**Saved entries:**
»»

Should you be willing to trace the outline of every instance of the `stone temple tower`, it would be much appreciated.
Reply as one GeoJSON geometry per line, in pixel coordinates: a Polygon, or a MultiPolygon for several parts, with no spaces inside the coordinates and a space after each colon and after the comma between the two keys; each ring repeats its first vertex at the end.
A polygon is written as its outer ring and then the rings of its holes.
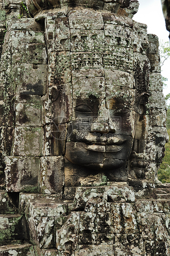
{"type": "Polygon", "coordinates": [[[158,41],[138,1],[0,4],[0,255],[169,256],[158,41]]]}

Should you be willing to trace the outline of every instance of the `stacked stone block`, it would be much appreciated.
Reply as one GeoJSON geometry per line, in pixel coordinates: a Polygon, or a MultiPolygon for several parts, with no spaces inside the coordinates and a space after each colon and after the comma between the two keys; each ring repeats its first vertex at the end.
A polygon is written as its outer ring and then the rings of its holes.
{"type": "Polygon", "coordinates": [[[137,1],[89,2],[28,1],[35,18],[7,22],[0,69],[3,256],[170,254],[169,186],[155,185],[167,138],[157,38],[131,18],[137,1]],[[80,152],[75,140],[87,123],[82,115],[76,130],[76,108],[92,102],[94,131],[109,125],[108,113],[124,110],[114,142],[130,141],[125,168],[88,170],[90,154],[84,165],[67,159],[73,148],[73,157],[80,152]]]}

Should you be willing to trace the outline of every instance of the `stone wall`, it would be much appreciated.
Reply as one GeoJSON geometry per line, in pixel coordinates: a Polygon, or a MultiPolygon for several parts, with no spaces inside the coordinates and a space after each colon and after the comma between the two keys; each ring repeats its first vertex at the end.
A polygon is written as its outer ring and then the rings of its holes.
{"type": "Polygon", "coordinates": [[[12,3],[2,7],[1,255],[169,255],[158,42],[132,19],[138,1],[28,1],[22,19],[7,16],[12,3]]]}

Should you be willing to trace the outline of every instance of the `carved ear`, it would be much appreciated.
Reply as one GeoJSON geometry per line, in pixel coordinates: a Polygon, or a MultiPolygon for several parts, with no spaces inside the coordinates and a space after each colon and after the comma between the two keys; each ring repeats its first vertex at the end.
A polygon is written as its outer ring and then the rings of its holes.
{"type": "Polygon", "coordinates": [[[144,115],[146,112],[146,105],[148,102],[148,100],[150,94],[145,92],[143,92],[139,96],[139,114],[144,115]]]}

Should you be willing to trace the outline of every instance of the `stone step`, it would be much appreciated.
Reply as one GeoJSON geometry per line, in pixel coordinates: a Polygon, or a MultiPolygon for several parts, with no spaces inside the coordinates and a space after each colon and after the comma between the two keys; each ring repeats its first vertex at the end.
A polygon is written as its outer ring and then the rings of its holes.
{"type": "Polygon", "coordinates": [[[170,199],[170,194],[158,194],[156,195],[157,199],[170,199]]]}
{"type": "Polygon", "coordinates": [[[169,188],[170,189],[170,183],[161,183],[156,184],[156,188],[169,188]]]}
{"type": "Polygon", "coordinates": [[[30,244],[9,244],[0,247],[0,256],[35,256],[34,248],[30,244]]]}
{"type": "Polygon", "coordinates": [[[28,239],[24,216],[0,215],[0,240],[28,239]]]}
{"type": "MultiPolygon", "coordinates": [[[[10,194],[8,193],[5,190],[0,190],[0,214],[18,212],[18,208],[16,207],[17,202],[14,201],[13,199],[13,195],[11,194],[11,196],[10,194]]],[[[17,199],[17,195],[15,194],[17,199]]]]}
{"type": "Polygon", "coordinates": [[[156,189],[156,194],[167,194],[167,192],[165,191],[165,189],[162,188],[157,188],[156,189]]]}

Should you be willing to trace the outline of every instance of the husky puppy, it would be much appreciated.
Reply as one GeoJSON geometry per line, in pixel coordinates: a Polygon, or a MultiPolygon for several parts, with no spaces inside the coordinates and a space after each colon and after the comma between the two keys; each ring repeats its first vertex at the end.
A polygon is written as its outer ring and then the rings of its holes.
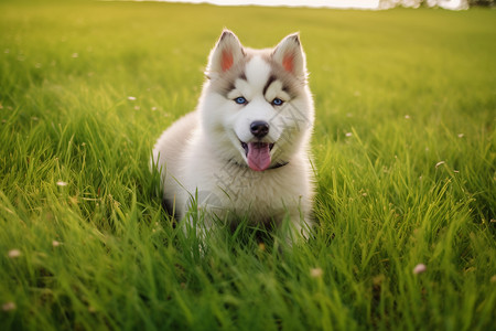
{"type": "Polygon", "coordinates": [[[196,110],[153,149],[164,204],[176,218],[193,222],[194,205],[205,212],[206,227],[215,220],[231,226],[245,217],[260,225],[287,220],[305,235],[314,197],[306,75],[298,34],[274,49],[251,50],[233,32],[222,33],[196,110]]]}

««

**GIVEN TASK:**
Convert every line of the listing above into a numbered list, skipping blank lines and omitting the pictures.

**OUTPUT OF THE TASK:**
1. Should you be willing to trace the outline of every instance of the `stone temple tower`, it would be much appreciated.
2. Reply as one GeoJSON geometry per line, in pixel coordinates: a Polygon, or a MultiPolygon for several parts, with no spaces inside the coordinates and a space after each colon and after the comma between the two keys; each ring repeats its first vertex at the end.
3. A polygon is written as its outer ring and then the rings of its holes.
4. {"type": "Polygon", "coordinates": [[[158,41],[138,1],[0,4],[0,255],[169,256],[158,41]]]}
5. Should you be willing to trace the outline of every instance of the `stacked stone block`, it would be much appreciated.
6. Reply as one GeoJSON geometry per line, in pixel coordinates: a Polygon, or a MultiPolygon for several parts, with no spaces inside the coordinates and a space after each colon and after the comma between the two keys; each ring repeats its first vertex at the end.
7. A polygon is written as its outer ring and then the rings of its holes.
8. {"type": "Polygon", "coordinates": [[[137,1],[89,2],[28,1],[35,18],[7,22],[0,69],[3,256],[170,254],[169,186],[155,185],[167,138],[157,38],[131,18],[137,1]],[[80,152],[75,140],[87,123],[82,115],[76,130],[76,108],[92,102],[94,131],[109,125],[108,113],[124,110],[114,142],[130,141],[125,168],[88,170],[90,154],[84,165],[67,159],[73,148],[73,157],[80,152]]]}
9. Should you be willing to trace the outline of every instance of the `stone wall`, it would be much appreciated.
10. Reply as one GeoJSON geometry per line, in pixel coordinates: a Polygon, or a MultiPolygon for several parts, with no spaces inside the coordinates and a space after each colon and after the comma between the two keys; each ring repeats its first vertex at the end.
11. A polygon is written as its outer ring and then the rings of its holes.
12. {"type": "Polygon", "coordinates": [[[12,3],[2,7],[1,255],[169,255],[158,42],[132,19],[138,1],[28,1],[22,19],[7,16],[12,3]]]}
13. Should you be willing to trace the outline of every instance of the `carved ear`, it would be much appreciated.
14. Reply as one GeoJSON geometry per line, in pixel coordinates: a Polygon, or a MultiPolygon for several parts, with no spaces inside the coordinates and a space after each colon and after the comma between the two keys; each ring repeats its first vertex at the end.
15. A polygon is written as its outer ring and then the rings of its holes.
16. {"type": "Polygon", "coordinates": [[[144,115],[146,112],[146,105],[148,102],[148,100],[150,94],[145,92],[143,92],[139,96],[139,114],[144,115]]]}
17. Should you be willing to trace the outline of every instance of the `stone step`, it would be much appreciated.
18. Reply as one GeoJSON geometry per line, in pixel coordinates: a Polygon, or a MultiPolygon for several parts, with no spaces inside the coordinates and a space after each colon and after the comma between the two keys; each ring repeats its first vertex at the end.
19. A polygon is written as its outer ring and then the rings of its holes.
20. {"type": "Polygon", "coordinates": [[[170,199],[170,194],[158,194],[156,195],[157,199],[170,199]]]}
21. {"type": "Polygon", "coordinates": [[[169,188],[170,189],[170,183],[161,183],[156,184],[156,188],[169,188]]]}
22. {"type": "Polygon", "coordinates": [[[30,244],[9,244],[0,247],[0,256],[35,256],[34,248],[30,244]]]}
23. {"type": "Polygon", "coordinates": [[[28,239],[24,216],[0,215],[0,240],[28,239]]]}
24. {"type": "MultiPolygon", "coordinates": [[[[10,194],[8,193],[5,190],[0,190],[0,214],[18,212],[18,208],[16,207],[17,202],[14,201],[13,199],[13,195],[11,194],[11,196],[10,194]]],[[[17,199],[17,195],[15,194],[17,199]]]]}
25. {"type": "Polygon", "coordinates": [[[156,189],[156,194],[167,194],[167,192],[165,191],[165,189],[162,188],[157,188],[156,189]]]}
26. Should you be willing to trace the outline of every instance of the husky puppy, it would be much appreciated.
27. Reply as one GeoJSON geometry per line, in pixel coordinates: a Polygon, or a MultiPolygon for several parts, with no spaces inside the coordinates and a space after each colon and after the comma between the two keys; each ring repeats its first vertex at the end.
28. A polygon is written as its outer ring and then the rings of its holes.
29. {"type": "Polygon", "coordinates": [[[196,110],[153,149],[164,204],[176,218],[193,222],[194,205],[205,212],[206,227],[215,220],[231,226],[245,217],[260,225],[287,220],[305,235],[314,197],[306,75],[298,34],[274,49],[251,50],[233,32],[222,33],[196,110]]]}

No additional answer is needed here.